— BEGIN EXCERPT PROVIDED —

As fantastic as the destruction sequence is, Earthquake is not a film without a few flaws, mostly from a character standpoint. Unbelievable is Heston playing Greene’s son in law and Gardner being assumed to be young enough to be his daughter- they appear to be around the same age. A strange character, Jody, a store clerk, suddenly dresses as a soldier, wearing a wig, following the destruction and, assumed to be gay by thugs, is teased, which prompts him to shoot them with a machine gun. He subsequently becomes obsessed with and nearly rapes Rosa. The sub-plot seems uneven and very unnecessary.

With spectacular special effects, Earthquake is a must see disaster film with a slightly downcast, hopeless tone. It does its job well- it entertains, thrills, and features an all star cast of former Hollywood elite and a few rising stars. A fun time will be had.

Oscar Nominations: Best Sound (won), Best Art Direction, Best Cinematography, Best Film Editing



Director-James Cameron

Starring-Leonardo DiCaprio, Kate Winslet

Top 100 Films-#49

Scott’s Review #327


Reviewed January 6, 2016

Grade: A

1997’s Titanic is a sweeping, gorgeous epic, directed by James Cameron, that is perfection at every level. This film has it all: romance, disaster, gorgeous art direction, and flawless attention to detail. The film will make you laugh, cry, and fall in love with the characters, despite knowing the inevitable outcome. The film is based on the real-life sinking of the RMS Titanic in 1912 after the ship tragically collided with an iceberg. I have witnessed this film be derided for being a “chick flick” or too “sappy”, but I vehemently disagree, and feel it is a classic for the ages. Titanic successfully re-invented the Hollywood epic.

— END EXCERPT PROVIDED —

TASKS TO CARRY OUT -
• a. Repeat the passage of the film reviews from "As fantastic as" up to and including "and very unnecessary.", word for word.
• b. Swap "overcast" for "cloudy" in the listing, from the line with "Mark every instance of the vintage car" up to and including the line with "x=519, y=462", leaving everything else unchanged. Give back only those lines.

— BEGIN PROVIDED MATERIAL —

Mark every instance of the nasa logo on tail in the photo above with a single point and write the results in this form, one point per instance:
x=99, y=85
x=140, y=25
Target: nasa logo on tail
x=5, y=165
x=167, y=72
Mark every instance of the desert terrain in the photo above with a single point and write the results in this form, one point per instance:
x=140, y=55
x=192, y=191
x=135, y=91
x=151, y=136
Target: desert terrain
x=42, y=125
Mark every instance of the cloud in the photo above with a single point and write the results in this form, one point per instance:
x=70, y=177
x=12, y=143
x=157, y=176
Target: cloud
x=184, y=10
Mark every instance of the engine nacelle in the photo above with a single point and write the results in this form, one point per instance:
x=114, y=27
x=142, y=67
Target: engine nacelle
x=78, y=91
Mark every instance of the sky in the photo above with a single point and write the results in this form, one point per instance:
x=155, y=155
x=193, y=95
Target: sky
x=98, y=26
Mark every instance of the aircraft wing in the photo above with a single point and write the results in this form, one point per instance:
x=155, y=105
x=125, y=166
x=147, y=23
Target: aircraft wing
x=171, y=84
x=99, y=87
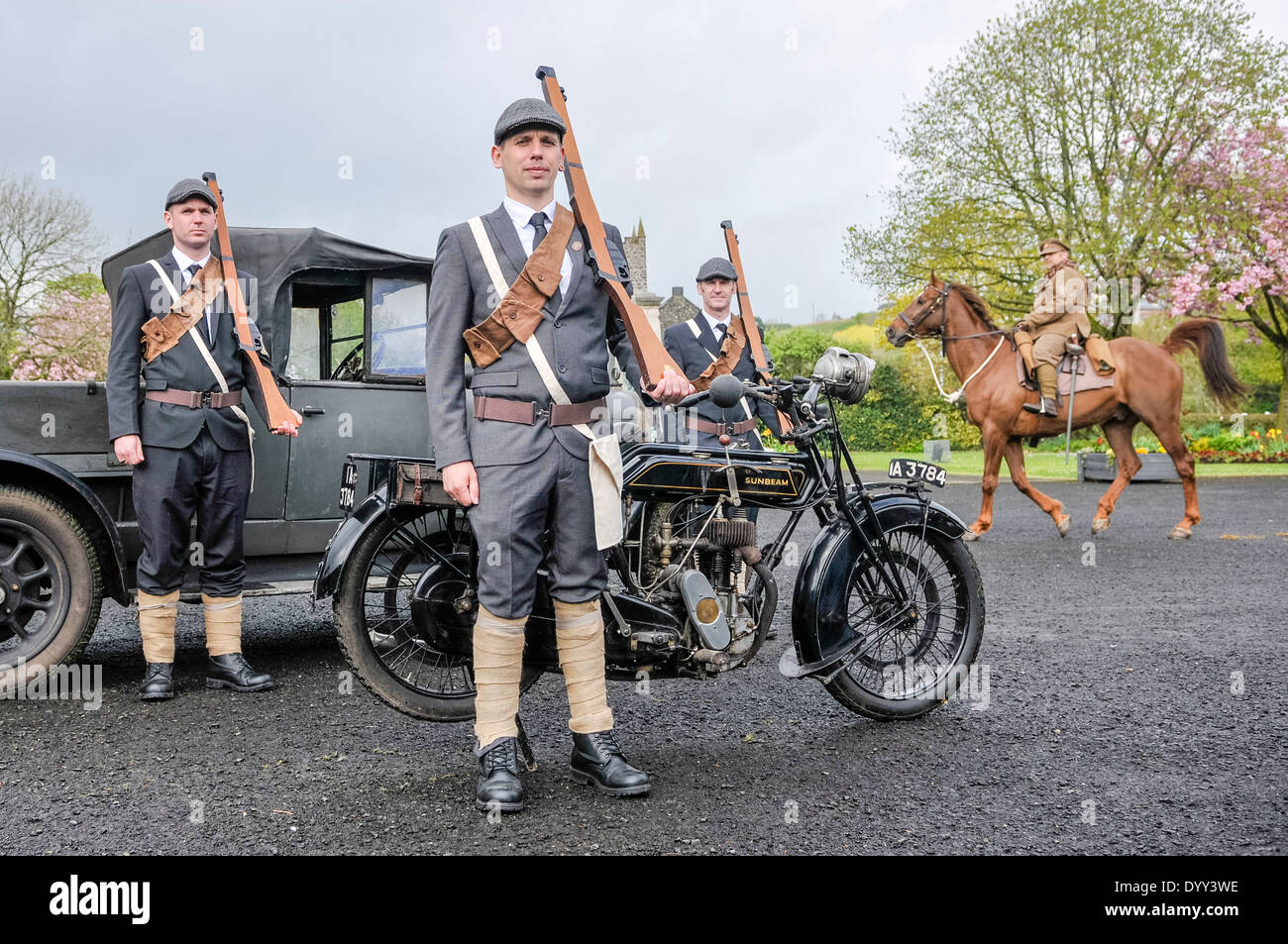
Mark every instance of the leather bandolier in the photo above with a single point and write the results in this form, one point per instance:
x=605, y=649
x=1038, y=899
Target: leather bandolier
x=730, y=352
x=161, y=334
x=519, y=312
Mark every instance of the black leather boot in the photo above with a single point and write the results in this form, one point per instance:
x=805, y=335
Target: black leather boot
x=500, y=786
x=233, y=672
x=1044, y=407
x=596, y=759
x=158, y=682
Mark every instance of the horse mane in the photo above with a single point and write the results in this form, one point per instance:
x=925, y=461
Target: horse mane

— END PROVIDED MATERIAL —
— BEGIN PROVIDED MATERIAL —

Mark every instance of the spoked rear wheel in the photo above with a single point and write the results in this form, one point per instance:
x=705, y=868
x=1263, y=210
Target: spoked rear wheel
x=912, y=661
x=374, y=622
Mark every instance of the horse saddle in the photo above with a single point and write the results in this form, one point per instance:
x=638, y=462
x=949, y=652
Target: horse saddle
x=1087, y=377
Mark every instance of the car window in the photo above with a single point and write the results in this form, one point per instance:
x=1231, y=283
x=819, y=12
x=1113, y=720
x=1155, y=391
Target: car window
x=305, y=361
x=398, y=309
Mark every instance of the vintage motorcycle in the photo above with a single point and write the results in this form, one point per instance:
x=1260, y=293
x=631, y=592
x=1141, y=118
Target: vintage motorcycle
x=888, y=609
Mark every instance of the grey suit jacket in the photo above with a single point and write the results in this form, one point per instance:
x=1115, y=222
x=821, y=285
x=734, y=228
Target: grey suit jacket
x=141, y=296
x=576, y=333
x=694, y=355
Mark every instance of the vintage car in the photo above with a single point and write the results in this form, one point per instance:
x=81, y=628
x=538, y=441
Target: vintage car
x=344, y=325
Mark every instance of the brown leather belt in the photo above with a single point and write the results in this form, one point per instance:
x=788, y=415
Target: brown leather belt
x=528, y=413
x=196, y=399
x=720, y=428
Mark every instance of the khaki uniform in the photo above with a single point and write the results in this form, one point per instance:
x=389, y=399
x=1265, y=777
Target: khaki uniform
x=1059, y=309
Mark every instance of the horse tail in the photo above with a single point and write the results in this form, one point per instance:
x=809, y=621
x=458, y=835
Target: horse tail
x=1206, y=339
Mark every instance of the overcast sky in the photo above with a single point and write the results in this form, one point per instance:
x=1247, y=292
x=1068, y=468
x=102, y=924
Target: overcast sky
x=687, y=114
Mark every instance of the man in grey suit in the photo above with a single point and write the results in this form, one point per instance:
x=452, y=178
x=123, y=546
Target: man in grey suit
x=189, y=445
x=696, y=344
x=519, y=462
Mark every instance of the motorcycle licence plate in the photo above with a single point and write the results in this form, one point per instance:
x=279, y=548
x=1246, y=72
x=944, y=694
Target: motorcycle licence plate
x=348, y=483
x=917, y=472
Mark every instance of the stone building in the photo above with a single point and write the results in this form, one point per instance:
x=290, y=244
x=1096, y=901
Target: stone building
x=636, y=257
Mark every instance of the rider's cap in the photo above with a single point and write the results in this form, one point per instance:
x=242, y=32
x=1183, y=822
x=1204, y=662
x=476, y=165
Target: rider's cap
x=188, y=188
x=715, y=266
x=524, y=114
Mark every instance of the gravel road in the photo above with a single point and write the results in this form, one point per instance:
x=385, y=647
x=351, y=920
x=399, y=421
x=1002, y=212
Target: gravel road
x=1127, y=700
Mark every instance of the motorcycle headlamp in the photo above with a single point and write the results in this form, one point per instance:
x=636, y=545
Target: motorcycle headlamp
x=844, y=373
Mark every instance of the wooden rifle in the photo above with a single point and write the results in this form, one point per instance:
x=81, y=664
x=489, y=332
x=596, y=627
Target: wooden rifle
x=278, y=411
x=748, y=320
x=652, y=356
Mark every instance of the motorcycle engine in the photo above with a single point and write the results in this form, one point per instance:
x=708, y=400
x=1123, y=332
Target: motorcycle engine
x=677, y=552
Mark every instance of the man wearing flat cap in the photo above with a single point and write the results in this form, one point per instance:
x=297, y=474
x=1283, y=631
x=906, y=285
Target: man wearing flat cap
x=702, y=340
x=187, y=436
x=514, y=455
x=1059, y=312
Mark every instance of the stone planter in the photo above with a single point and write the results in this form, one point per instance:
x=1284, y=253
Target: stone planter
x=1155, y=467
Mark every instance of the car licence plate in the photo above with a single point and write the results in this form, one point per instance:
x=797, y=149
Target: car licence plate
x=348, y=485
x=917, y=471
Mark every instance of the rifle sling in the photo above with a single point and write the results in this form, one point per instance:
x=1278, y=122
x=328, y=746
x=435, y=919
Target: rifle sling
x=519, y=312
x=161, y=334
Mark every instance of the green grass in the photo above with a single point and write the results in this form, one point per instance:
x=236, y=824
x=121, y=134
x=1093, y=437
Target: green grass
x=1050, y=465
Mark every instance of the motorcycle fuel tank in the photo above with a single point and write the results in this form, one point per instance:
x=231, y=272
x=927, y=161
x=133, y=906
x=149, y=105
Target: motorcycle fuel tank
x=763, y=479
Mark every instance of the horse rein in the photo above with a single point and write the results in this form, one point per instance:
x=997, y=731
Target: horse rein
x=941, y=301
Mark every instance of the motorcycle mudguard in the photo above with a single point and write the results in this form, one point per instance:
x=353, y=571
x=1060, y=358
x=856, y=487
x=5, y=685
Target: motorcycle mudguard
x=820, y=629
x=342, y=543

— END PROVIDED MATERIAL —
— BEGIN PROVIDED MATERIAL —

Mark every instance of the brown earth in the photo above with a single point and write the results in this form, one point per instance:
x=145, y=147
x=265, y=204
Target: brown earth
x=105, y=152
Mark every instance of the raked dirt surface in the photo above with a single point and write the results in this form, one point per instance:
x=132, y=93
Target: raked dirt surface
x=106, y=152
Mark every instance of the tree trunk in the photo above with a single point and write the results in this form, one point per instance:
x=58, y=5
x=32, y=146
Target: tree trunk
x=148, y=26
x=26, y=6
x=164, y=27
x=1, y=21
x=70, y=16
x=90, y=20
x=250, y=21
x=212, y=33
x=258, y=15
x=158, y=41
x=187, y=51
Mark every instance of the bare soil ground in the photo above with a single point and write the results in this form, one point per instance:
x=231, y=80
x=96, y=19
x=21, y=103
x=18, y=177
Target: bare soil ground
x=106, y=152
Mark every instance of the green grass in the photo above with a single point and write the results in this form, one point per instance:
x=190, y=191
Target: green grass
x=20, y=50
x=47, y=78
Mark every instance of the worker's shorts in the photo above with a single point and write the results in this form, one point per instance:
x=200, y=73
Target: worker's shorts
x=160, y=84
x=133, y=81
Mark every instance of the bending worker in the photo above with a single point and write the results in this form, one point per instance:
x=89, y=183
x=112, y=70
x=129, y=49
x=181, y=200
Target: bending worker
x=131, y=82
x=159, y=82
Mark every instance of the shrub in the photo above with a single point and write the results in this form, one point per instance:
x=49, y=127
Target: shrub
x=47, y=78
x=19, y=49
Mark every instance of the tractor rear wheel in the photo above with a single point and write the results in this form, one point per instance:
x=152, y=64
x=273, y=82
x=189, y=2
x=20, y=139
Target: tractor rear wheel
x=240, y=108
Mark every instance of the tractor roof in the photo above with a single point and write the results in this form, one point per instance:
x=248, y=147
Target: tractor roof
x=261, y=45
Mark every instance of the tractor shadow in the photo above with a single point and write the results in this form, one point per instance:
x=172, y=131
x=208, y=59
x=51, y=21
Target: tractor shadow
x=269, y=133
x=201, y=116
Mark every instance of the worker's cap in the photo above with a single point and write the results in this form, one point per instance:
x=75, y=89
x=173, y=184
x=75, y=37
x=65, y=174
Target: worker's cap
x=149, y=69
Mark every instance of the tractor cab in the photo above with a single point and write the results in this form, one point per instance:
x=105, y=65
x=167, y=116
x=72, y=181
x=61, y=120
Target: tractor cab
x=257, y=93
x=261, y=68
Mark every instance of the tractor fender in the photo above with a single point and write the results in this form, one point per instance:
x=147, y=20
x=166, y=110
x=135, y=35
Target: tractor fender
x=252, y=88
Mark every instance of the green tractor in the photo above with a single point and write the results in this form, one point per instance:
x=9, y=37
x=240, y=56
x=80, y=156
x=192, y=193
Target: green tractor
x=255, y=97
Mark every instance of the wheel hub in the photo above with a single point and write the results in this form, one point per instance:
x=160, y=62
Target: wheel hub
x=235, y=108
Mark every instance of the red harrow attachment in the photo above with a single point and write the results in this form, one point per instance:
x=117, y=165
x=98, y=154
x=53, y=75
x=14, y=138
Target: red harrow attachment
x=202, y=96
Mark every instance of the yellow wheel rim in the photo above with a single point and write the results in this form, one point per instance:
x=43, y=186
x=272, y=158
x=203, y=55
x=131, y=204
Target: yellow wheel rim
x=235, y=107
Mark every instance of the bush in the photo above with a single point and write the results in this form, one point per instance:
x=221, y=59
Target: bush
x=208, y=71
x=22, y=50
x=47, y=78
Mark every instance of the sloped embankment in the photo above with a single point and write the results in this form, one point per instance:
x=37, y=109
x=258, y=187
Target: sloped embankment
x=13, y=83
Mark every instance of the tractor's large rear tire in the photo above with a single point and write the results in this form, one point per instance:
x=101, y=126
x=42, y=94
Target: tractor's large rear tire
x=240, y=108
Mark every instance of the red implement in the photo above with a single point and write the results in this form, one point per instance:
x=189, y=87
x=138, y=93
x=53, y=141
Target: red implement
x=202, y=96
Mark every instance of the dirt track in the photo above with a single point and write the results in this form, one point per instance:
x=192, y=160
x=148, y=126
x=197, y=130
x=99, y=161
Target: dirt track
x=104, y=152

— END PROVIDED MATERIAL —

ANSWERS BY TASK -
• a.
As fantastic as the destruction sequence is, Earthquake is not a film without a few flaws, mostly from a character standpoint. Unbelievable is Heston playing Greene’s son in law and Gardner being assumed to be young enough to be his daughter- they appear to be around the same age. A strange character, Jody, a store clerk, suddenly dresses as a soldier, wearing a wig, following the destruction and, assumed to be gay by thugs, is teased, which prompts him to shoot them with a machine gun. He subsequently becomes obsessed with and nearly rapes Rosa. The sub-plot seems uneven and very unnecessary.

• b.
Mark every instance of the vintage car in the photo above with a single point and write the results in this form, one point per instance:
x=81, y=628
x=538, y=441
Target: vintage car
x=344, y=325
Mark every instance of the brown leather belt in the photo above with a single point and write the results in this form, one point per instance:
x=788, y=415
Target: brown leather belt
x=528, y=413
x=196, y=399
x=720, y=428
Mark every instance of the khaki uniform in the photo above with a single point and write the results in this form, one point per instance:
x=389, y=399
x=1265, y=777
Target: khaki uniform
x=1059, y=309
Mark every instance of the horse tail in the photo above with a single point and write the results in this form, one point per instance:
x=809, y=621
x=458, y=835
Target: horse tail
x=1206, y=339
Mark every instance of the cloudy sky in the photo above with a single point and write the results in this form, one point per instance:
x=1247, y=292
x=1068, y=468
x=102, y=924
Target: cloudy sky
x=687, y=114
Mark every instance of the man in grey suit in the photo above with a single point and write the results in this form, one point per instance:
x=452, y=178
x=123, y=546
Target: man in grey suit
x=189, y=445
x=696, y=344
x=519, y=462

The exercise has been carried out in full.